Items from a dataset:
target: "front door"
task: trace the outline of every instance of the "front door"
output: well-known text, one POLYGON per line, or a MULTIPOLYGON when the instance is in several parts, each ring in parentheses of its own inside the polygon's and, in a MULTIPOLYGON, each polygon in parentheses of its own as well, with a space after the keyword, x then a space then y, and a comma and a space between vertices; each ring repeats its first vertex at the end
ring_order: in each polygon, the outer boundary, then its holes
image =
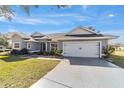
POLYGON ((42 52, 46 51, 46 44, 45 44, 45 42, 41 43, 41 51, 42 52))

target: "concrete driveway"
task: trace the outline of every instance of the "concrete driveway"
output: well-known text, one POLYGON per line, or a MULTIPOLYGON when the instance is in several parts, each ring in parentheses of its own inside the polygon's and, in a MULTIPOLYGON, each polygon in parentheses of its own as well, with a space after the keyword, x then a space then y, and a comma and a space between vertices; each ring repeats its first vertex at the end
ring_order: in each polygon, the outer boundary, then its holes
POLYGON ((65 58, 31 88, 124 87, 124 69, 102 59, 65 58))

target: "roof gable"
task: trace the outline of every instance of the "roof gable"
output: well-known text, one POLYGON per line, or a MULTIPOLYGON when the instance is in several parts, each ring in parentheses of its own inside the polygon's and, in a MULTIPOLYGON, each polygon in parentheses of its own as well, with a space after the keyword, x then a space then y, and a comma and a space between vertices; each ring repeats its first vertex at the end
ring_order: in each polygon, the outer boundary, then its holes
POLYGON ((97 34, 97 33, 87 28, 78 27, 68 32, 66 35, 89 35, 89 34, 97 34))
POLYGON ((8 32, 6 34, 7 38, 12 38, 14 35, 18 35, 18 36, 20 36, 21 38, 24 38, 24 39, 29 39, 30 38, 30 36, 28 36, 28 35, 26 35, 22 32, 8 32))
POLYGON ((45 35, 43 35, 43 34, 40 33, 40 32, 34 32, 34 33, 32 33, 32 35, 31 35, 31 37, 43 37, 43 36, 45 36, 45 35))

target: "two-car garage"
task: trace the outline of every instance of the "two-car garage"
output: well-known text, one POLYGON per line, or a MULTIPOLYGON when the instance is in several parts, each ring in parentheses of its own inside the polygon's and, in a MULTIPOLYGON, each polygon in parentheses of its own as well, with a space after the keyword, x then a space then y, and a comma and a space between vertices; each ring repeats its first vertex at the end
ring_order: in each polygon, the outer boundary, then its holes
POLYGON ((98 41, 63 42, 63 56, 93 58, 101 57, 101 43, 98 41))

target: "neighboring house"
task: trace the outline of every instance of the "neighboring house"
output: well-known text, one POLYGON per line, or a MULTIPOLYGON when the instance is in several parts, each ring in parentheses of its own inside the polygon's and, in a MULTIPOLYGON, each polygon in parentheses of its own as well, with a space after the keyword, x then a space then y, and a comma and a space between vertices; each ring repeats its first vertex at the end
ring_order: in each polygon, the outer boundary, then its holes
POLYGON ((108 40, 117 36, 103 35, 88 28, 78 27, 67 33, 43 35, 39 32, 31 36, 14 32, 9 33, 8 40, 12 49, 27 48, 30 51, 50 52, 52 49, 62 51, 63 56, 71 57, 102 57, 102 49, 108 40))
POLYGON ((117 51, 124 51, 123 44, 117 44, 117 45, 114 45, 114 47, 115 47, 115 50, 117 50, 117 51))

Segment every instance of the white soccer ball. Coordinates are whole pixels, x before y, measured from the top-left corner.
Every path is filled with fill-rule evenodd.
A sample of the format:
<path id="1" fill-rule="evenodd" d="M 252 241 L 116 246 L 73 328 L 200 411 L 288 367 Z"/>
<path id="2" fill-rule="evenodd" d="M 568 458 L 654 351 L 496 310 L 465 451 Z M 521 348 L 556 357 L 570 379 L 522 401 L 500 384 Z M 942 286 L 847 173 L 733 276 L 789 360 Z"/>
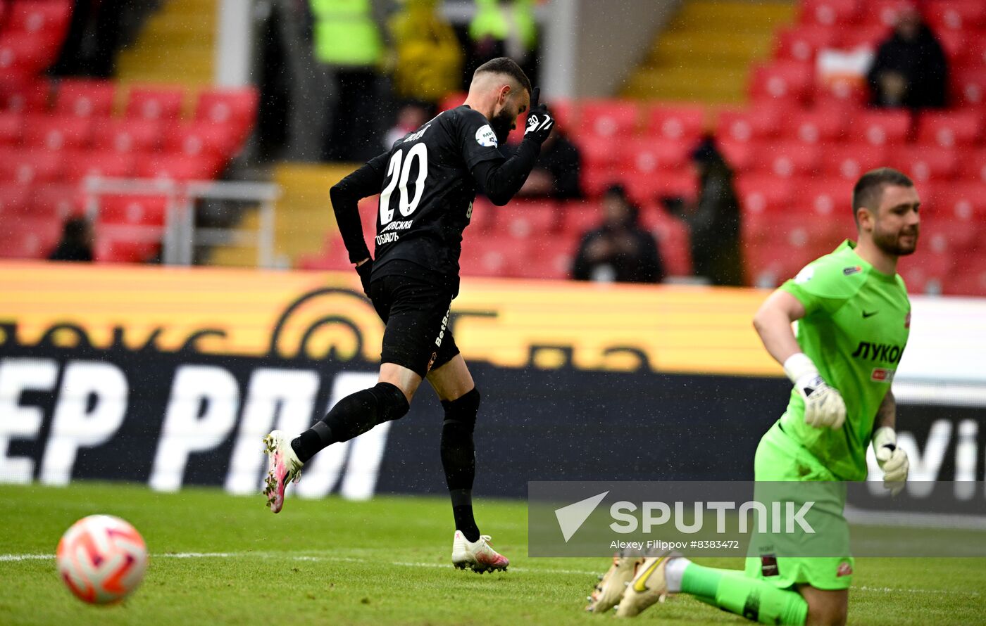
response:
<path id="1" fill-rule="evenodd" d="M 91 515 L 58 541 L 58 573 L 79 599 L 107 604 L 123 599 L 144 580 L 147 546 L 137 530 L 111 515 Z"/>

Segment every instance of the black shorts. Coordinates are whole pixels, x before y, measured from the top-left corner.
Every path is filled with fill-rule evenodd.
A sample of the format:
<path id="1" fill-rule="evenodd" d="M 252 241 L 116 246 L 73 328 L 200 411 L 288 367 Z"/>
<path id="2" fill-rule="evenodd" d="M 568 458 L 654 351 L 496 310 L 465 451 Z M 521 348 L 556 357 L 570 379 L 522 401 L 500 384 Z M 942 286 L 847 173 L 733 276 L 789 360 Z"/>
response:
<path id="1" fill-rule="evenodd" d="M 400 272 L 388 272 L 370 283 L 370 300 L 387 324 L 380 360 L 424 378 L 458 354 L 448 329 L 453 287 L 441 275 L 413 263 L 391 261 L 387 266 L 397 263 Z"/>

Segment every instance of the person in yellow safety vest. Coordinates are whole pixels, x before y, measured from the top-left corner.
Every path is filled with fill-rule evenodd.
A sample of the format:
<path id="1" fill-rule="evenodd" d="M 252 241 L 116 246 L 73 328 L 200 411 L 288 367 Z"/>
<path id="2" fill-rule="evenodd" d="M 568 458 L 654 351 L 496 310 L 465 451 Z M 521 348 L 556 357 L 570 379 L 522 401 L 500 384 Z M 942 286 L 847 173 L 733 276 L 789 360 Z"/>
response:
<path id="1" fill-rule="evenodd" d="M 397 97 L 437 103 L 461 82 L 461 45 L 436 5 L 436 0 L 405 0 L 388 23 Z"/>
<path id="2" fill-rule="evenodd" d="M 315 19 L 315 58 L 335 78 L 335 105 L 322 158 L 361 161 L 378 152 L 381 118 L 378 72 L 384 42 L 371 0 L 309 0 Z"/>

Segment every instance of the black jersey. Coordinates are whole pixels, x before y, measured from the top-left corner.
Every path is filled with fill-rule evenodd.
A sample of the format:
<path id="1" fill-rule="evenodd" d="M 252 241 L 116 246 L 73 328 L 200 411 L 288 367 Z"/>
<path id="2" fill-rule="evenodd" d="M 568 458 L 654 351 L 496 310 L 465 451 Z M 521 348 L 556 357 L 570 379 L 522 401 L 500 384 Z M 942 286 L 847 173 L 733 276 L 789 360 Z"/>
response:
<path id="1" fill-rule="evenodd" d="M 472 216 L 483 160 L 504 160 L 489 120 L 468 106 L 443 111 L 372 163 L 386 172 L 377 211 L 374 279 L 394 260 L 458 276 L 462 230 Z M 397 264 L 399 265 L 399 264 Z"/>

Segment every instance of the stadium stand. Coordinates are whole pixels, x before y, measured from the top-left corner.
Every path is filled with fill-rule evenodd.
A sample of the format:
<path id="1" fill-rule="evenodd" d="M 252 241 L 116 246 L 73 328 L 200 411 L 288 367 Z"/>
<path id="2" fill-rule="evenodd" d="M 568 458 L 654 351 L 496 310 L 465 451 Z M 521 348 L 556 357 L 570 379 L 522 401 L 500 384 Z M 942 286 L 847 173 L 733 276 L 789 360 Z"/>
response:
<path id="1" fill-rule="evenodd" d="M 0 257 L 41 258 L 62 220 L 86 211 L 87 176 L 211 179 L 243 148 L 256 116 L 253 89 L 50 80 L 71 0 L 15 0 L 0 31 Z M 114 115 L 125 94 L 121 115 Z M 163 224 L 163 199 L 106 199 L 97 220 L 98 261 L 143 261 L 156 243 L 102 240 L 106 223 Z M 117 205 L 122 203 L 126 210 Z M 150 208 L 148 208 L 150 206 Z M 122 219 L 125 216 L 126 219 Z"/>

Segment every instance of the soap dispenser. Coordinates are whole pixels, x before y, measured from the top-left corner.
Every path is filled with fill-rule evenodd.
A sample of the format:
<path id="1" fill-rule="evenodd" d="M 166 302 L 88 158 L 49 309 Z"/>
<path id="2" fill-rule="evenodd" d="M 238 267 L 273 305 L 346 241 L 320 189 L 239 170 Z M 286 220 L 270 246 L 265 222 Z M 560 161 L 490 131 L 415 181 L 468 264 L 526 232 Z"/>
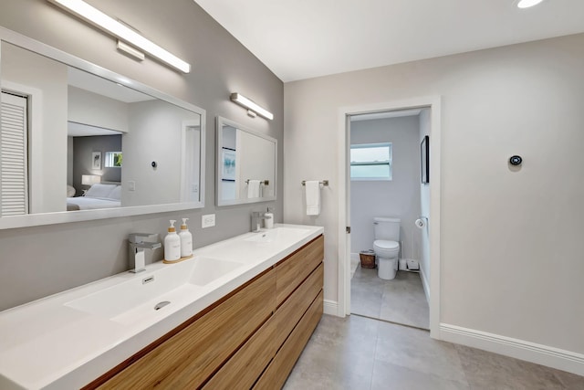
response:
<path id="1" fill-rule="evenodd" d="M 264 214 L 264 227 L 266 229 L 274 227 L 274 213 L 272 213 L 272 207 L 267 207 L 267 213 Z"/>
<path id="2" fill-rule="evenodd" d="M 187 258 L 193 255 L 193 235 L 186 226 L 188 219 L 182 218 L 182 225 L 181 225 L 181 232 L 179 233 L 179 237 L 181 237 L 181 258 Z"/>
<path id="3" fill-rule="evenodd" d="M 175 222 L 175 220 L 171 220 L 168 234 L 164 237 L 164 259 L 166 261 L 174 261 L 181 258 L 181 237 L 176 234 Z"/>

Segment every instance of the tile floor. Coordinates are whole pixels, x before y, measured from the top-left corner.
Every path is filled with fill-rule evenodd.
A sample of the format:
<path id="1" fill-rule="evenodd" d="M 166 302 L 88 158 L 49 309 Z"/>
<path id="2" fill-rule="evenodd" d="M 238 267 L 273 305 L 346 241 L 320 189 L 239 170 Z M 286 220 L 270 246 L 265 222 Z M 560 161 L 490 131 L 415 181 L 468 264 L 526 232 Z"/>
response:
<path id="1" fill-rule="evenodd" d="M 285 390 L 584 390 L 584 376 L 430 338 L 427 331 L 324 315 Z"/>
<path id="2" fill-rule="evenodd" d="M 394 279 L 384 280 L 377 269 L 357 267 L 350 280 L 350 311 L 430 329 L 428 301 L 417 272 L 398 271 Z"/>

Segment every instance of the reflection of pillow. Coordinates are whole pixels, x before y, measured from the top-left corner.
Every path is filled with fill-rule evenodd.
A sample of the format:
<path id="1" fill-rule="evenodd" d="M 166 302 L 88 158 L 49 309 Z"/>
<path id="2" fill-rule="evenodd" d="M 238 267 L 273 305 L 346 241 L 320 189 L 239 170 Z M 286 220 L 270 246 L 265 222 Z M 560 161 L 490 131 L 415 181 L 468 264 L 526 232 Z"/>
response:
<path id="1" fill-rule="evenodd" d="M 116 185 L 116 188 L 111 190 L 111 193 L 110 193 L 110 196 L 108 197 L 110 199 L 121 200 L 121 185 Z"/>
<path id="2" fill-rule="evenodd" d="M 116 184 L 102 184 L 100 183 L 96 183 L 91 185 L 85 195 L 89 197 L 110 197 L 110 194 L 115 186 Z"/>

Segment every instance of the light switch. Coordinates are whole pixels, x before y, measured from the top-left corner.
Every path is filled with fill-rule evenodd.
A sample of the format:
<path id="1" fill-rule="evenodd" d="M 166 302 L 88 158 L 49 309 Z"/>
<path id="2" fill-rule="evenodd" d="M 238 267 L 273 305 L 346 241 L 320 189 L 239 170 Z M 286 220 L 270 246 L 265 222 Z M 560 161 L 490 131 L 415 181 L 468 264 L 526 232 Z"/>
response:
<path id="1" fill-rule="evenodd" d="M 201 217 L 201 227 L 211 227 L 215 226 L 215 215 L 207 214 Z"/>

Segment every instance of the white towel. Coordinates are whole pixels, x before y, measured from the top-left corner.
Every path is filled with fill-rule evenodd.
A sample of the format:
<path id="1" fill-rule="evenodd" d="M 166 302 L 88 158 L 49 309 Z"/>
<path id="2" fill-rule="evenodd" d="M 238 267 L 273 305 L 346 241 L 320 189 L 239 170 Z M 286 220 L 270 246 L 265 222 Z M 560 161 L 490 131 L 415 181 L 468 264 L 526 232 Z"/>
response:
<path id="1" fill-rule="evenodd" d="M 308 181 L 307 187 L 307 216 L 320 214 L 320 183 L 318 180 Z"/>
<path id="2" fill-rule="evenodd" d="M 250 180 L 247 184 L 247 197 L 259 197 L 259 180 Z"/>

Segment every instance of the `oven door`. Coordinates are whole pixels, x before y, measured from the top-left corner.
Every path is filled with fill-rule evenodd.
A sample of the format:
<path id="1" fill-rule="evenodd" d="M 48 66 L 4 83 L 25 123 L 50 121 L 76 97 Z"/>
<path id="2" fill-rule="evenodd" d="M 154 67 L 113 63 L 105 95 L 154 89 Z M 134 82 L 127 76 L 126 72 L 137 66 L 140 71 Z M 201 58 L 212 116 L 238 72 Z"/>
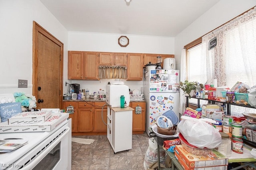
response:
<path id="1" fill-rule="evenodd" d="M 14 169 L 70 170 L 71 131 L 68 124 L 71 121 L 15 162 L 14 165 L 24 165 Z"/>

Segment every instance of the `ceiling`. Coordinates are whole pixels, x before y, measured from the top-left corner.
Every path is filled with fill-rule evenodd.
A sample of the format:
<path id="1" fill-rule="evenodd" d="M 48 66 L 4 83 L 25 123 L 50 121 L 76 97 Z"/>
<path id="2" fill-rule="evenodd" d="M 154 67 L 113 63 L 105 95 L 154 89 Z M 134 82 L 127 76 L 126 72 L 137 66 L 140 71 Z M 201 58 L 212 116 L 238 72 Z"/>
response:
<path id="1" fill-rule="evenodd" d="M 220 0 L 40 0 L 70 31 L 175 37 Z"/>

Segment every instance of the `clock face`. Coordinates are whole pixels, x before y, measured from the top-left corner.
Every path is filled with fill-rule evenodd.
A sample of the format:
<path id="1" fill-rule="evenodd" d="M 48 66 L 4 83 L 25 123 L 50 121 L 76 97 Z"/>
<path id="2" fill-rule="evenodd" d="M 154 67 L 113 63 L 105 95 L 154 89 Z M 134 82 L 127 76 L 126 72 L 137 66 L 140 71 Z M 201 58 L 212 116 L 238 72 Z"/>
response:
<path id="1" fill-rule="evenodd" d="M 121 36 L 118 39 L 118 44 L 121 47 L 126 47 L 129 44 L 129 39 L 126 36 Z"/>

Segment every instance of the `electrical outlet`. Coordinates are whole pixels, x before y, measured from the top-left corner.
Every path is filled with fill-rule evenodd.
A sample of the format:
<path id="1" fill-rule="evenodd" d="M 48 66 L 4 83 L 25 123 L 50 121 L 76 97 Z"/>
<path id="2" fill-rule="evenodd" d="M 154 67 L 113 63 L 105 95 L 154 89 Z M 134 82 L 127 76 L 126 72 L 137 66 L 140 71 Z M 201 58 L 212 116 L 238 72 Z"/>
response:
<path id="1" fill-rule="evenodd" d="M 28 88 L 28 80 L 18 80 L 18 88 Z"/>

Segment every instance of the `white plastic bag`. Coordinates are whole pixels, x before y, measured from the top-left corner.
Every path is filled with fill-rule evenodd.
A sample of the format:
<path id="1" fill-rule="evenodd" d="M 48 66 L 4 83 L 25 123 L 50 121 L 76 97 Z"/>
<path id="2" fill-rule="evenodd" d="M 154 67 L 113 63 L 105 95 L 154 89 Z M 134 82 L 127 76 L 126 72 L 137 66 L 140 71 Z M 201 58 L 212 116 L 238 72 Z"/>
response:
<path id="1" fill-rule="evenodd" d="M 177 130 L 188 142 L 199 148 L 213 149 L 221 143 L 221 135 L 218 130 L 206 122 L 218 123 L 210 119 L 196 119 L 182 116 Z"/>
<path id="2" fill-rule="evenodd" d="M 256 90 L 252 90 L 248 94 L 248 104 L 256 107 Z"/>
<path id="3" fill-rule="evenodd" d="M 159 148 L 160 163 L 164 164 L 165 162 L 165 152 L 164 149 Z M 145 154 L 143 166 L 145 170 L 150 168 L 154 163 L 157 162 L 158 156 L 157 153 L 157 143 L 154 138 L 148 139 L 148 147 Z"/>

Written request: Rewrite the lines, requests and all, from the start through the line with "POLYGON ((65 58, 31", leaving out the pictures. Scale every coordinate in the answer outlines by 0.75, rounding to whole numbers with halves rounded up.

Correct response:
target: "front door"
task: trace the outline of every instance of the "front door"
output: well-known text, one POLYGON per line, or a MULTIPOLYGON when the instance is in several parts, each ring in parentheses of its own inside the polygon's and, in a MULTIPOLYGON, each polygon in parentheses of its own as well, with a space after the keyword, x then a space then y, and a comma and a space between vertices; each ring repeats its first vertex at the end
ring_order: in each polygon, the outer boundary, then its holes
image =
POLYGON ((32 39, 35 38, 35 33, 34 33, 34 32, 31 32, 31 38, 32 39))

target: "concrete driveway"
task: trace the outline of every instance of the "concrete driveway"
output: well-known text, one POLYGON per line, or a MULTIPOLYGON when the instance is in several parts, each ring in parentheses of its own inside the polygon's and, in a MULTIPOLYGON, each polygon in parentheses of its own as well, with a space after the keyword, x then a space then y, and a comma and a space between vertices; each ring repeats its first vertex at the end
ring_order: in each polygon, the outer boundary, then its holes
POLYGON ((49 44, 23 66, 93 65, 93 52, 77 44, 49 44))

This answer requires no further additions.